Table of Contents
- The Psalms: blessings
- Blessed (happy) people avoid certain things.
- Strength during the storm
- God wants to bless everyone
The Psalms: blessings
Blessed. Who doesn’t want that? Can anyone be blessed? How are we blessed?
The Psalms are a powerful source of guidance for finding true happiness and learning how to live the Christian life. They are beautifully written. Sometimes they are achingly real.
Psalm one begins much like the Beatitudes found in …… Or maybe we should say the Beatitudes begin like this first Psalm. But who is blessed? It’s the person who does not listen to or walk in the way of the wicked. A blessed person is one who knows God’s word and meditates on it.
The Hebrew word for happiness is “esher” and is translated here as the idea of happiness or contentment. “Esher” is a derivation of the word “ashar” and at its root means “to be right”. So we can translate this as the blessed person is the person who is right with God.
Anyone can be blessed.
You notice it doesn’t mention kings, leaders, prophets or the wealthy or the well-known. Anyone can be blessed if they are right with God. Being right with God is achieved by the way we think and behave, and to whom we belong. These same principles are taught throughout scripture using different examples. Very often, the examples are from nature, seeds, figs, and in this case, a tree.
To be a tree that flourishes means we are planted in the right soil, fed and watered for our growth. A tree, or any plant, will not flourish if planted in the wrong place which is what these beginning verses.
Blessed (happy) people avoid certain things.
Blessed people do not do certain things not necessarily because they are wrong in themselves but where they can lead. For example, having a glass of wine is not wrong, but if it leads you to drink excessively, you are putting yourselves in harm’s way. Blessed is the man who does not, walk in the counsel of the godly, nor stands in the path of sinners, nor sits in the seat of the scornful.
The book of Proverbs has a lot to say about avoiding sin, by avoiding people and places that can tempt us to do just that. Certain people and places can have a negative effect on us. That’s what this portion of scripture is teaching us. We are not to stand or sit with scoffers meaning we don’t spend much time with those who don’t believe as we do.

(Dataset records)
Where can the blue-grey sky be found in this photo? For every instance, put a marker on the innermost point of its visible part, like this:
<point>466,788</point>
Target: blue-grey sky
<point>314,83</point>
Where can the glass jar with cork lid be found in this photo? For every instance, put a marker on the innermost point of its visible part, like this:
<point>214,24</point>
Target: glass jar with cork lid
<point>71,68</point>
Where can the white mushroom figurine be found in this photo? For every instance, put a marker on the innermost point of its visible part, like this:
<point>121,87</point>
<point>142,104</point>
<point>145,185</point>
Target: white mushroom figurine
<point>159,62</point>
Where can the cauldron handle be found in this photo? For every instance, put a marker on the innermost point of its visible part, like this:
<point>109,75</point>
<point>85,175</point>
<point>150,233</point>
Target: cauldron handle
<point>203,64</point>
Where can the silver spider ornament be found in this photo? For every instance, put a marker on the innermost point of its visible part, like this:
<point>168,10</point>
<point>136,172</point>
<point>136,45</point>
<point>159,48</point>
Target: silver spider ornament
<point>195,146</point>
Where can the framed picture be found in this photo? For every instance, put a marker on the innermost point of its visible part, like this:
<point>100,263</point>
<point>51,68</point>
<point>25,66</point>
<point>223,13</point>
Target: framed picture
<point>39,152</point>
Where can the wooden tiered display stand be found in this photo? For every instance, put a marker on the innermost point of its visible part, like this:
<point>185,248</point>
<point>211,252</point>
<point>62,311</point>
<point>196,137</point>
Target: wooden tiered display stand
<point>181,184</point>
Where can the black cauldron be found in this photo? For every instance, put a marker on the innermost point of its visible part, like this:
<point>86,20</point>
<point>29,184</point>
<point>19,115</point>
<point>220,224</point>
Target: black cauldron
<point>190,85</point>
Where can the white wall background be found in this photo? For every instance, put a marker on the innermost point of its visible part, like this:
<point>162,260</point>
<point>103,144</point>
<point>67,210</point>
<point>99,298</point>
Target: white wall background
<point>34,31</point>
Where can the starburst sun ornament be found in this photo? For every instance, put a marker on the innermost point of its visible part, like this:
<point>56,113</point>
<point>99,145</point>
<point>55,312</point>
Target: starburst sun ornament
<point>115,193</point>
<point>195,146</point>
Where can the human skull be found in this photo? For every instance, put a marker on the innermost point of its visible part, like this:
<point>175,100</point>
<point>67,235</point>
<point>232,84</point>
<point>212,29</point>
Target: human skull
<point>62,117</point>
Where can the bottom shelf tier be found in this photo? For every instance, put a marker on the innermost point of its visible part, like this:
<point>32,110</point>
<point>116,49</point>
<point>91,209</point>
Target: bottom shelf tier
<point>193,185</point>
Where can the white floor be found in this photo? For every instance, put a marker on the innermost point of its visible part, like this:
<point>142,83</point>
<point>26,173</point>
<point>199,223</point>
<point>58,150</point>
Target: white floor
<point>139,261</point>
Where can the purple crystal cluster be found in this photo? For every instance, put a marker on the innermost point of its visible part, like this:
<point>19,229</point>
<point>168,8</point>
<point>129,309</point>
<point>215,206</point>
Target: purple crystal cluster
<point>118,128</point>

To be done
1: According to the text on the Psalms, why can the blessed person be described as the person who is right with God? Answer in one to three sentences.
2: From the text on the Psalms, write out the passage starting with "Table of Contents" and going on through "meditates on it.", and swap "happiness" for "joy" wherever it occurs.

Answers to the exercise
1: The Hebrew word for happiness, "esher," derives from the word "ashar," whose root meaning is "to be right." For this reason, the text translates the idea of the blessed person as the person who is right with God.

2:
Table of Contents
- The Psalms: blessings
- Blessed (happy) people avoid certain things.
- Strength during the storm
- God wants to bless everyone
The Psalms: blessings
Blessed. Who doesn’t want that? Can anyone be blessed? How are we blessed?
The Psalms are a powerful source of guidance for finding true joy and learning how to live the Christian life. They are beautifully written. Sometimes they are achingly real.
Psalm one begins much like the Beatitudes found in …… Or maybe we should say the Beatitudes begin like this first Psalm. But who is blessed? It’s the person who does not listen to or walk in the way of the wicked. A blessed person is one who knows God’s word and meditates on it.